GIVEN RECORDS
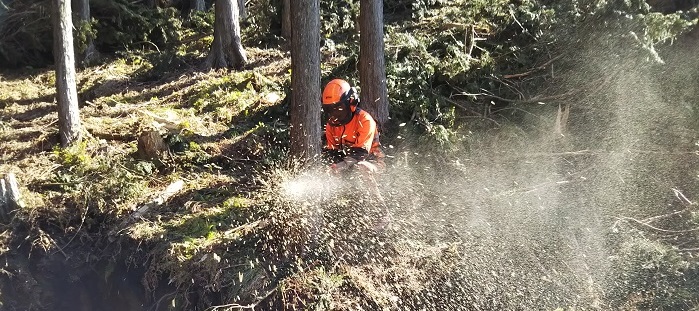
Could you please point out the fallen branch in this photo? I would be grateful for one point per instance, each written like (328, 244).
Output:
(160, 199)
(541, 67)
(649, 226)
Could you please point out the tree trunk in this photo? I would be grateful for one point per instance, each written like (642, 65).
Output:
(88, 53)
(372, 69)
(286, 19)
(241, 9)
(305, 80)
(197, 5)
(151, 3)
(66, 92)
(10, 199)
(226, 49)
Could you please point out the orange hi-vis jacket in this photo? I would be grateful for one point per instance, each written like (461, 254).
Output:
(360, 132)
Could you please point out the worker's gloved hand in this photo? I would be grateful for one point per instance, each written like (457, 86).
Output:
(343, 165)
(337, 168)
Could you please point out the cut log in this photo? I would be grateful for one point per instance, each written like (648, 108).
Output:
(158, 200)
(151, 145)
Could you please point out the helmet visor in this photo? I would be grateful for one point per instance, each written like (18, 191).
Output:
(338, 113)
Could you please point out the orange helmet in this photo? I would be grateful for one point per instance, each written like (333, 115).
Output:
(335, 91)
(338, 95)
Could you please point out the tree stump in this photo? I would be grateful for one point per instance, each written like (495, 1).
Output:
(10, 198)
(151, 145)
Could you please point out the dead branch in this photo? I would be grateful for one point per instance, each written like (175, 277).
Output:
(683, 198)
(160, 199)
(540, 67)
(654, 228)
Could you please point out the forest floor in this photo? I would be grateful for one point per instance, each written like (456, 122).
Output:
(229, 237)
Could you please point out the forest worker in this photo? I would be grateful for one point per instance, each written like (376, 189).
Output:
(351, 134)
(353, 142)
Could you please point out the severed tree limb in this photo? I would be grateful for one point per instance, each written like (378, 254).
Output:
(541, 67)
(160, 199)
(649, 226)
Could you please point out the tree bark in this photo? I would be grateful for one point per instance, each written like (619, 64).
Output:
(197, 5)
(286, 19)
(82, 14)
(372, 69)
(226, 49)
(66, 92)
(305, 80)
(241, 9)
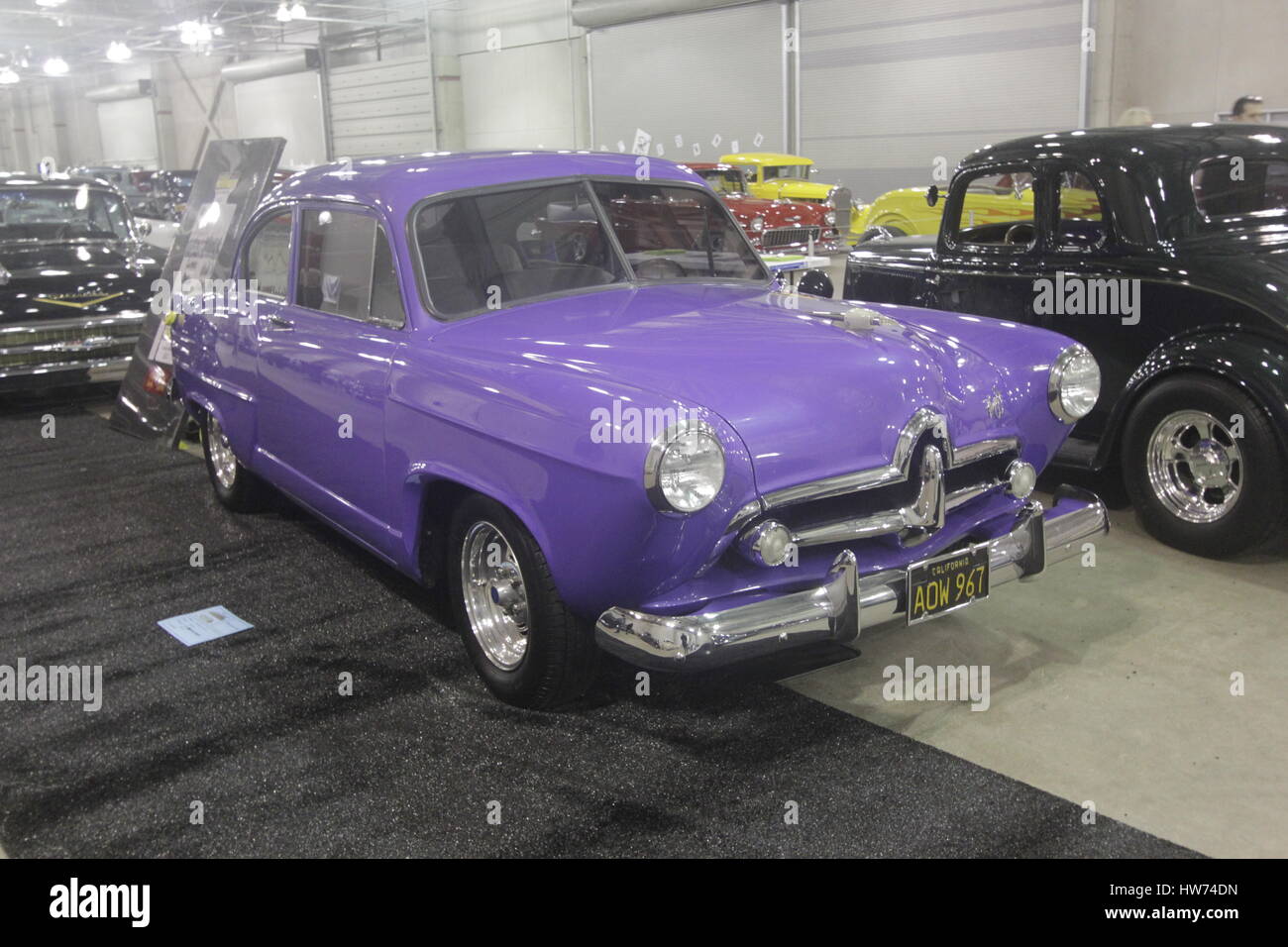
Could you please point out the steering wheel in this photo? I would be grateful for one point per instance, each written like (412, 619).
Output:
(1019, 235)
(658, 268)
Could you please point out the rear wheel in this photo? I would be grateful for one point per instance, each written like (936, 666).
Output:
(1203, 468)
(528, 648)
(236, 487)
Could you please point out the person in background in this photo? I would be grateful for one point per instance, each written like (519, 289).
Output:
(1248, 108)
(1136, 115)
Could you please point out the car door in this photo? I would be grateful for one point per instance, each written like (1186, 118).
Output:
(1087, 283)
(990, 245)
(325, 363)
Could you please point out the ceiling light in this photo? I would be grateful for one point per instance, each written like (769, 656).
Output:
(193, 34)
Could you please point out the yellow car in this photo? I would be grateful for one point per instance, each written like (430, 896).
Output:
(992, 201)
(772, 176)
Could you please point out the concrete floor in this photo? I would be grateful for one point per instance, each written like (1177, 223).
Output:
(1113, 684)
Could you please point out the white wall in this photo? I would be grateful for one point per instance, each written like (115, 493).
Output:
(1188, 59)
(523, 75)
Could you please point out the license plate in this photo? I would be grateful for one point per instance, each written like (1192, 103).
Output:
(947, 582)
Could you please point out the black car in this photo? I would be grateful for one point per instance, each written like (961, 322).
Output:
(75, 281)
(1164, 252)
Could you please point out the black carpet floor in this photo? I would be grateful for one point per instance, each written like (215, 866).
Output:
(95, 531)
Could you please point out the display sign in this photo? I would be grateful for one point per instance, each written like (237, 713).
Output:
(233, 176)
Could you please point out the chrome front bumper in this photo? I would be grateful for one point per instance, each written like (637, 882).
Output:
(846, 602)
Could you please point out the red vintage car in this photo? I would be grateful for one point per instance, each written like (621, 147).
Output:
(773, 226)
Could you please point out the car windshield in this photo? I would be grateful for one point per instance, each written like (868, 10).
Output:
(798, 171)
(671, 232)
(494, 249)
(63, 213)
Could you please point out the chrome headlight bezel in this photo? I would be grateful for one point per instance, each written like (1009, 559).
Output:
(653, 484)
(1072, 359)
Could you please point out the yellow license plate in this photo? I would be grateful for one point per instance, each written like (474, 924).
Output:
(947, 582)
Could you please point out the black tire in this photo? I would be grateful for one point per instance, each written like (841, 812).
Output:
(245, 492)
(561, 656)
(1257, 508)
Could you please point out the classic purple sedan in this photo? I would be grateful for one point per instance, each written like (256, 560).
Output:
(566, 385)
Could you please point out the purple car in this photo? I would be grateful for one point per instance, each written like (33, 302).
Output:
(566, 385)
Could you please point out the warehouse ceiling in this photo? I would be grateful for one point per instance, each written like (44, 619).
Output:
(80, 31)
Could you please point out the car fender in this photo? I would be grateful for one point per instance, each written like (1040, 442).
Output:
(1250, 363)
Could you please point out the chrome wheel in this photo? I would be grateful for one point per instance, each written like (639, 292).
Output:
(222, 459)
(1194, 467)
(496, 599)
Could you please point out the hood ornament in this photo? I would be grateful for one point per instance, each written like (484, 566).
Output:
(995, 405)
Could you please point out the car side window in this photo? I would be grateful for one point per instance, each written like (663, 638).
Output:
(1081, 221)
(1224, 189)
(347, 266)
(268, 257)
(997, 210)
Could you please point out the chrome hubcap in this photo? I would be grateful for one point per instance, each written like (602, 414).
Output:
(220, 455)
(1194, 466)
(496, 599)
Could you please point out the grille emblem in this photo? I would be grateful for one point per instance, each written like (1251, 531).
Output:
(926, 514)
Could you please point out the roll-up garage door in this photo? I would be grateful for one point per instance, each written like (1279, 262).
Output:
(381, 107)
(711, 80)
(288, 107)
(888, 88)
(129, 133)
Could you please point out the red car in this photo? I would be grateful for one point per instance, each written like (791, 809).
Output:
(773, 226)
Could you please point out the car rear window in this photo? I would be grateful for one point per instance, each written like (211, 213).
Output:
(1234, 188)
(497, 249)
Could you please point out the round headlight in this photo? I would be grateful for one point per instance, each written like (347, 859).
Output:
(1074, 384)
(684, 468)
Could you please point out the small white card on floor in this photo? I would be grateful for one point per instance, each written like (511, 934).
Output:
(206, 625)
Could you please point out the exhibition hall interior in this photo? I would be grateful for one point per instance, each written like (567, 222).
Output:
(643, 428)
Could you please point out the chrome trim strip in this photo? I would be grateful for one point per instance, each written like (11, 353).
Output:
(897, 471)
(884, 523)
(72, 322)
(845, 603)
(98, 368)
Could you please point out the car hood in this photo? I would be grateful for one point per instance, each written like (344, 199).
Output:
(795, 188)
(809, 397)
(51, 281)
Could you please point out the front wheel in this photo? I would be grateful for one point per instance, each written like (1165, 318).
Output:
(236, 487)
(528, 648)
(1203, 468)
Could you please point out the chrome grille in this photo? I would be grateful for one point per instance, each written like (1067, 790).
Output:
(789, 236)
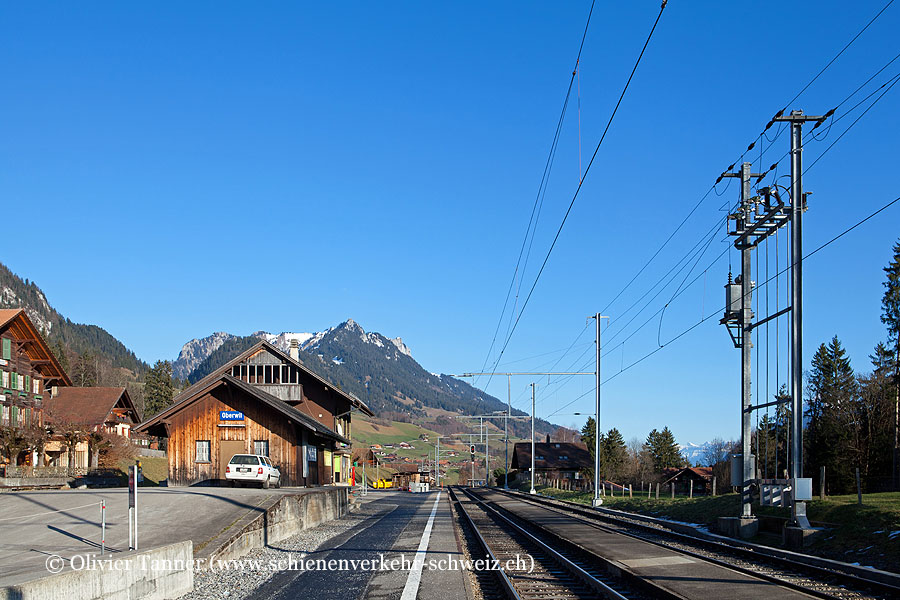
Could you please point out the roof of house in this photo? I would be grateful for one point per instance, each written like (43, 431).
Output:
(361, 454)
(17, 320)
(563, 456)
(264, 345)
(698, 472)
(87, 406)
(405, 469)
(197, 391)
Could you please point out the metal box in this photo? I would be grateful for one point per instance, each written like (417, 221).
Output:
(733, 298)
(802, 488)
(737, 469)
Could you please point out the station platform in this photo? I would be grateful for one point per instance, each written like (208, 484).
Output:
(682, 575)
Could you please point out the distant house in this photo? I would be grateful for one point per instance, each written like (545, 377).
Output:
(365, 455)
(107, 410)
(682, 478)
(93, 409)
(556, 460)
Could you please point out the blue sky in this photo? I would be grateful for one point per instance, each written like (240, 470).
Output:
(206, 167)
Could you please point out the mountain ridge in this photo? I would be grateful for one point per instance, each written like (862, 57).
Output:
(376, 368)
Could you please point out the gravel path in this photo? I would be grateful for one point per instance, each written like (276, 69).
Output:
(252, 570)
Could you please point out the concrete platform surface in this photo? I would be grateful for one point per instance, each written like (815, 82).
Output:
(683, 575)
(403, 526)
(36, 525)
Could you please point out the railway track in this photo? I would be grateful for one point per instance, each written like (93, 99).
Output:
(810, 579)
(525, 567)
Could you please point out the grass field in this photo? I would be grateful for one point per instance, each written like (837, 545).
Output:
(861, 533)
(366, 432)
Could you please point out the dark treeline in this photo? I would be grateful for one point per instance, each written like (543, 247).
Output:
(850, 417)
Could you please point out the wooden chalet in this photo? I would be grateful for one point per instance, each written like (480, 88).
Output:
(262, 402)
(558, 460)
(108, 410)
(29, 371)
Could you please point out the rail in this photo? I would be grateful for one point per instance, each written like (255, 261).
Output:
(750, 553)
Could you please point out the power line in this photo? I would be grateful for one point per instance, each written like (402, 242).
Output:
(716, 313)
(580, 184)
(750, 147)
(547, 167)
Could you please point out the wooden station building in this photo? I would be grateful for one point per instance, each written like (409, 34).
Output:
(29, 372)
(262, 402)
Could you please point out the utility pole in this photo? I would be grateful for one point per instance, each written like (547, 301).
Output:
(750, 228)
(487, 454)
(532, 438)
(506, 429)
(798, 205)
(597, 499)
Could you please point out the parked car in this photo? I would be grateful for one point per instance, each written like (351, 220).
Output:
(252, 468)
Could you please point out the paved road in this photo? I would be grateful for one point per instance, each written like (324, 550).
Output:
(397, 529)
(28, 534)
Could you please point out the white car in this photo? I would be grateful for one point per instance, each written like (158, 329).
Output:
(252, 468)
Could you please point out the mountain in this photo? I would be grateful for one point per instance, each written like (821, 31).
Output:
(77, 338)
(348, 356)
(694, 453)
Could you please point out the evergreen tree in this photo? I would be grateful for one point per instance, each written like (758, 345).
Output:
(59, 351)
(587, 434)
(86, 371)
(615, 453)
(158, 388)
(664, 450)
(832, 401)
(890, 316)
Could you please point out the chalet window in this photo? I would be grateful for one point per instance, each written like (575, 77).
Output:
(202, 451)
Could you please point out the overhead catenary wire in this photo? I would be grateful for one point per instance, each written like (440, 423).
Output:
(750, 147)
(541, 187)
(713, 189)
(581, 183)
(718, 312)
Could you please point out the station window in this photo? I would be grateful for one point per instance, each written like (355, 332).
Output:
(202, 451)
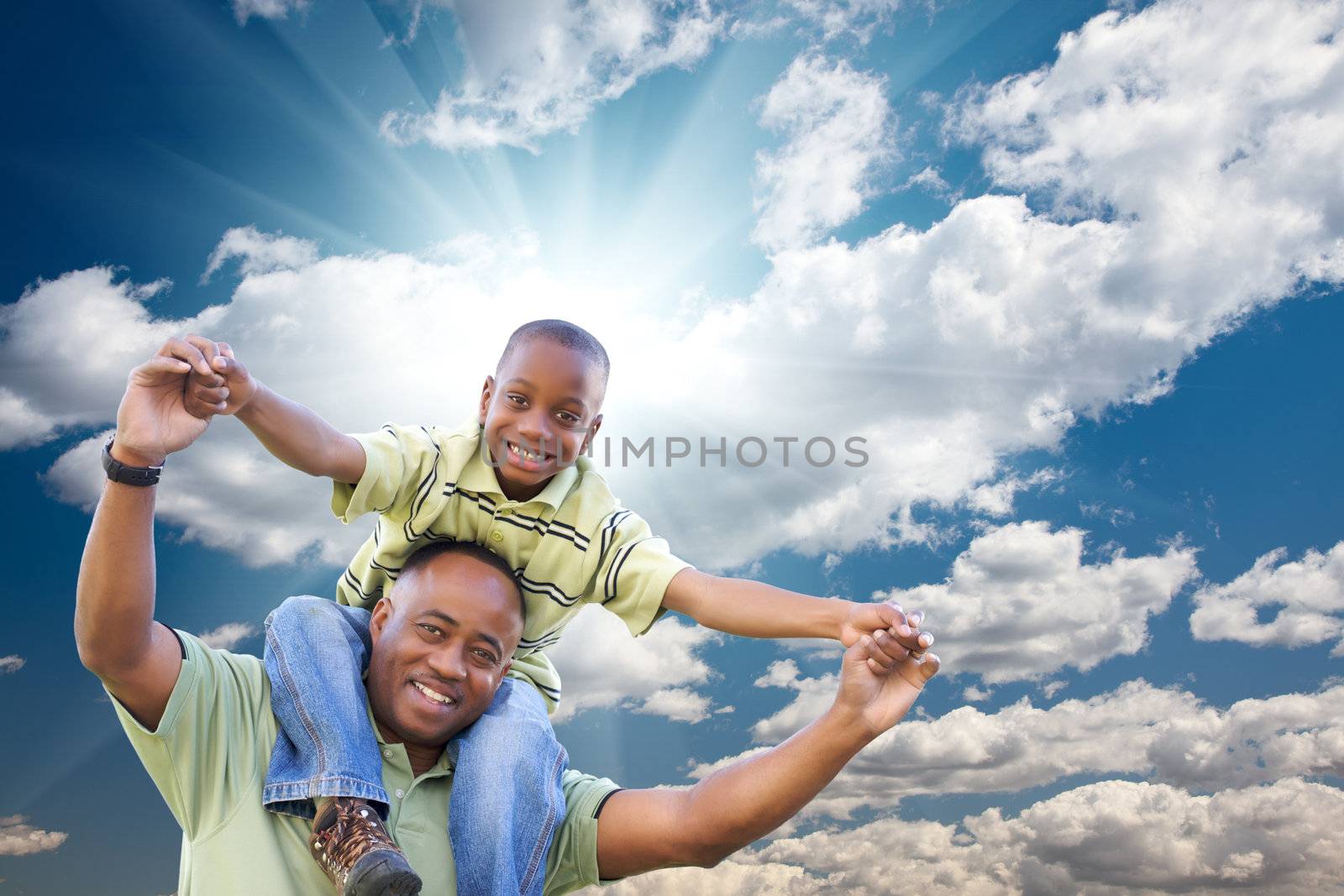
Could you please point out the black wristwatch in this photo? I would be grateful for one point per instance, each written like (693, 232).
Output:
(118, 472)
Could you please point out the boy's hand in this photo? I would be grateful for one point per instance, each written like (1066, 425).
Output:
(870, 618)
(226, 390)
(152, 419)
(880, 680)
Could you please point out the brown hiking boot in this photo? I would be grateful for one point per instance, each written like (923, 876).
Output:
(353, 846)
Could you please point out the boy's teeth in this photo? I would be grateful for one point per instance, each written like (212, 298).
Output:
(432, 694)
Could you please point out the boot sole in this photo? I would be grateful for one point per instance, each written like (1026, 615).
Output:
(383, 873)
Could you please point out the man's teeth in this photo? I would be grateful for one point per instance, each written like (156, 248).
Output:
(432, 694)
(523, 452)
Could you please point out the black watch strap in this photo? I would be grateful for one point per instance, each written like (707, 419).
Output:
(118, 472)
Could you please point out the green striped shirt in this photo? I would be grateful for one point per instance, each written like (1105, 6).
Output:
(570, 546)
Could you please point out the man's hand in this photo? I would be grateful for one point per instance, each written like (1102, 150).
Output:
(880, 679)
(870, 618)
(154, 421)
(225, 387)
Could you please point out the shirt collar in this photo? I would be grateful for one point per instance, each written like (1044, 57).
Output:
(477, 476)
(441, 768)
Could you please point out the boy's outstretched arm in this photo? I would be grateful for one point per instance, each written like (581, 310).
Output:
(291, 432)
(759, 610)
(640, 831)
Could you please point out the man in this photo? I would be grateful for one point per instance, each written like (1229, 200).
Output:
(202, 723)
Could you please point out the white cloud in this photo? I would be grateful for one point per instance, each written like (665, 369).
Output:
(655, 673)
(678, 705)
(1163, 734)
(1308, 595)
(69, 344)
(996, 499)
(537, 67)
(837, 127)
(244, 9)
(228, 636)
(984, 336)
(846, 18)
(1021, 602)
(20, 839)
(1105, 840)
(260, 253)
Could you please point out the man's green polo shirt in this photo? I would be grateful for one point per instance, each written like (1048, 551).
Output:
(208, 758)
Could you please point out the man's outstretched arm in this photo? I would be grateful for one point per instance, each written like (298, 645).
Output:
(289, 430)
(643, 831)
(118, 640)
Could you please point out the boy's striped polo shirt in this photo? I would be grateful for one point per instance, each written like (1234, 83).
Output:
(570, 546)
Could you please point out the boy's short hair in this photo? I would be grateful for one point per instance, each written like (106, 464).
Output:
(429, 551)
(562, 333)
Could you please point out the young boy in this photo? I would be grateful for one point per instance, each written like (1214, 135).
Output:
(515, 481)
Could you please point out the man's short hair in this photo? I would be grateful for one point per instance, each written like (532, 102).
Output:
(430, 551)
(562, 333)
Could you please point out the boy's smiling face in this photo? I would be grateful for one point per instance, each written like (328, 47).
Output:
(539, 410)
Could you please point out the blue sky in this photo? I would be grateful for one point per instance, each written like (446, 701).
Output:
(1073, 271)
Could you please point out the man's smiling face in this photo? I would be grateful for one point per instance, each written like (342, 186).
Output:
(443, 642)
(539, 411)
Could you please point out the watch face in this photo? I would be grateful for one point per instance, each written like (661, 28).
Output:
(118, 472)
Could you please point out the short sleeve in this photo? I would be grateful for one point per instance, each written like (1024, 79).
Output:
(398, 464)
(571, 862)
(633, 571)
(203, 755)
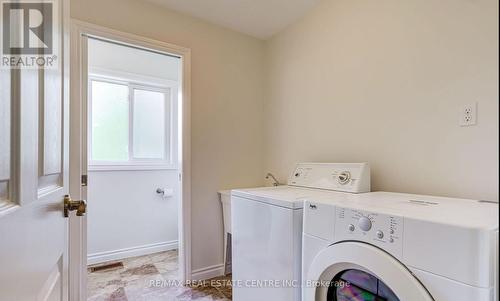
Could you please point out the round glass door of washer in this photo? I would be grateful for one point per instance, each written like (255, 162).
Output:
(357, 285)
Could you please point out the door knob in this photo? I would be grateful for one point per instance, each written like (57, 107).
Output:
(70, 205)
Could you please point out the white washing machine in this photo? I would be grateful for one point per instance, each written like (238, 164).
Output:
(400, 247)
(267, 228)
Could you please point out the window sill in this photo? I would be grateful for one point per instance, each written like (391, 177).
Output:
(125, 167)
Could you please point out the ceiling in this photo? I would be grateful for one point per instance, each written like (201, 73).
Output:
(258, 18)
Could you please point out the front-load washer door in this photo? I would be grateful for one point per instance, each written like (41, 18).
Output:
(354, 271)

STATED TASK
Give again exactly the lines from the one holding "Could you please point out the watch" to the final line of the records, both ends included; any pictures stay out.

ANSWER TO THIS TASK
Could you please point out the watch face in this photo? I would be grateful for one point per instance, each written like (661, 28).
Output:
(118, 472)
Could you please point out the short sleeve in this photo? I would be grateful for one point per instance, each written like (1024, 79).
Output:
(398, 464)
(571, 862)
(633, 571)
(203, 755)
Could you please point out the round glass door of washer in this photo? I would be grateful for one point per instance, each written like (255, 162).
Output:
(357, 285)
Could you please point out the door knob in this photo? I would be grateful for one point per instance, each written like (57, 107).
Output:
(70, 205)
Could you please point out the white washing machine in this photo? I would be grateful for one point per instance, each written like (238, 164).
Output:
(400, 247)
(267, 228)
Could you please point out the window sill in this photo? I would be grateful for one point per instance, each written like (391, 177).
Output:
(125, 167)
Could you please point out the ceiling in this photo? I would be grateful for one point per instance, each written like (201, 73).
Output:
(258, 18)
Could you please point out the front-load washer door in this photo? I would be grateful for one point per instance, each written like (41, 18).
Output:
(354, 271)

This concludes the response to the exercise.